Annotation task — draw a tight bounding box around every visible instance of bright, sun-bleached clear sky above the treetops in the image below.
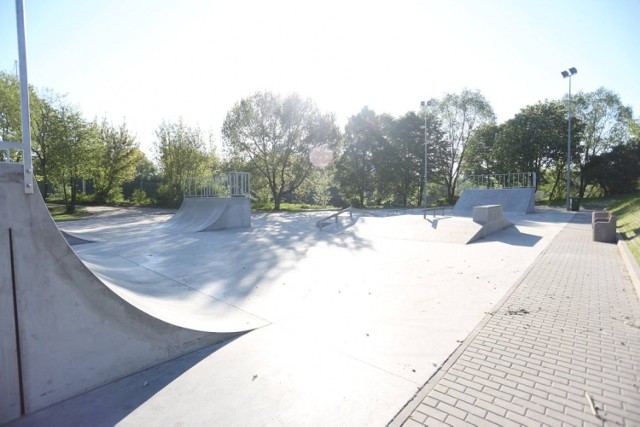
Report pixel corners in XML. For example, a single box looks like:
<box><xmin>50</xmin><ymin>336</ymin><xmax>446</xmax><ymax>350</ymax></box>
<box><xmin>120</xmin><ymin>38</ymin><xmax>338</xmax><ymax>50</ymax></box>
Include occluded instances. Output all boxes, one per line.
<box><xmin>0</xmin><ymin>0</ymin><xmax>640</xmax><ymax>157</ymax></box>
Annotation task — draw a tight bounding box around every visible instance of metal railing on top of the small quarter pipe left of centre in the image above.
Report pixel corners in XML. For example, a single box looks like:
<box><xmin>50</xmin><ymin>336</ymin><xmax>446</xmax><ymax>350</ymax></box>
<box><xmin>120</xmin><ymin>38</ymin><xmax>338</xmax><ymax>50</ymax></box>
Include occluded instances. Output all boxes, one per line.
<box><xmin>184</xmin><ymin>172</ymin><xmax>251</xmax><ymax>197</ymax></box>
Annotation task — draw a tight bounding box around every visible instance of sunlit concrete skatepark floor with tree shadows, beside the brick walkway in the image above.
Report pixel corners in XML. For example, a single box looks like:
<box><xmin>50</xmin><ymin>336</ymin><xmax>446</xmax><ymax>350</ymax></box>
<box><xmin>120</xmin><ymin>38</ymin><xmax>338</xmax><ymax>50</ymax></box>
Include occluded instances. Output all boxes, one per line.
<box><xmin>3</xmin><ymin>188</ymin><xmax>570</xmax><ymax>425</ymax></box>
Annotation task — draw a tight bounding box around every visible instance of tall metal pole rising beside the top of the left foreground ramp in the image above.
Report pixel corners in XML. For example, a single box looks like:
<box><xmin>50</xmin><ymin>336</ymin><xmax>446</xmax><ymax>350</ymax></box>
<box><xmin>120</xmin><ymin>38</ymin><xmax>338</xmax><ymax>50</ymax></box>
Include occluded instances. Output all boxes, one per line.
<box><xmin>16</xmin><ymin>0</ymin><xmax>34</xmax><ymax>194</ymax></box>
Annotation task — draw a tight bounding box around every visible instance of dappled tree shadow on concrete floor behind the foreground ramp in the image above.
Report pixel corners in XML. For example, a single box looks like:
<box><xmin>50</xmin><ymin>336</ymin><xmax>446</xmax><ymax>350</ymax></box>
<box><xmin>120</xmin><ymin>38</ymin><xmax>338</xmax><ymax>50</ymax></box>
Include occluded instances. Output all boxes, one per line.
<box><xmin>67</xmin><ymin>213</ymin><xmax>371</xmax><ymax>303</ymax></box>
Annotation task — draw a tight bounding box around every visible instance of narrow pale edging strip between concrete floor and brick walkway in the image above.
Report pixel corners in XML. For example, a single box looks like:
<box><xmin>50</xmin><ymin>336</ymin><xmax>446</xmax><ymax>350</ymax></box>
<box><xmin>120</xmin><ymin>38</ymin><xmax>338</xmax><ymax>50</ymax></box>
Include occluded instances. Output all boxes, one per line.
<box><xmin>387</xmin><ymin>219</ymin><xmax>573</xmax><ymax>427</ymax></box>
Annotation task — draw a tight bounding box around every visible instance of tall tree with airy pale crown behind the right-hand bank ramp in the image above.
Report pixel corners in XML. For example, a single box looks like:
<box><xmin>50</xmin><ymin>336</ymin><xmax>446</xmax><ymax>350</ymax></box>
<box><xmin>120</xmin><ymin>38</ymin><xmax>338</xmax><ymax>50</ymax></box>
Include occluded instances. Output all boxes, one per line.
<box><xmin>427</xmin><ymin>90</ymin><xmax>495</xmax><ymax>203</ymax></box>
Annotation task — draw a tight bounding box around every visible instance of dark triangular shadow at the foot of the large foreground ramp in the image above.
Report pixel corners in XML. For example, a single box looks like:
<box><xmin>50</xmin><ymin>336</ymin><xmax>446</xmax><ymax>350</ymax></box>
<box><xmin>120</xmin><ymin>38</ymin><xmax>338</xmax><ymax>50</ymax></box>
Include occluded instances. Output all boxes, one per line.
<box><xmin>4</xmin><ymin>335</ymin><xmax>242</xmax><ymax>427</ymax></box>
####################
If a line holds the string "walkway", it counts; please state how many such lines there are in the data, with nothing more.

- [Solution to this exercise]: 2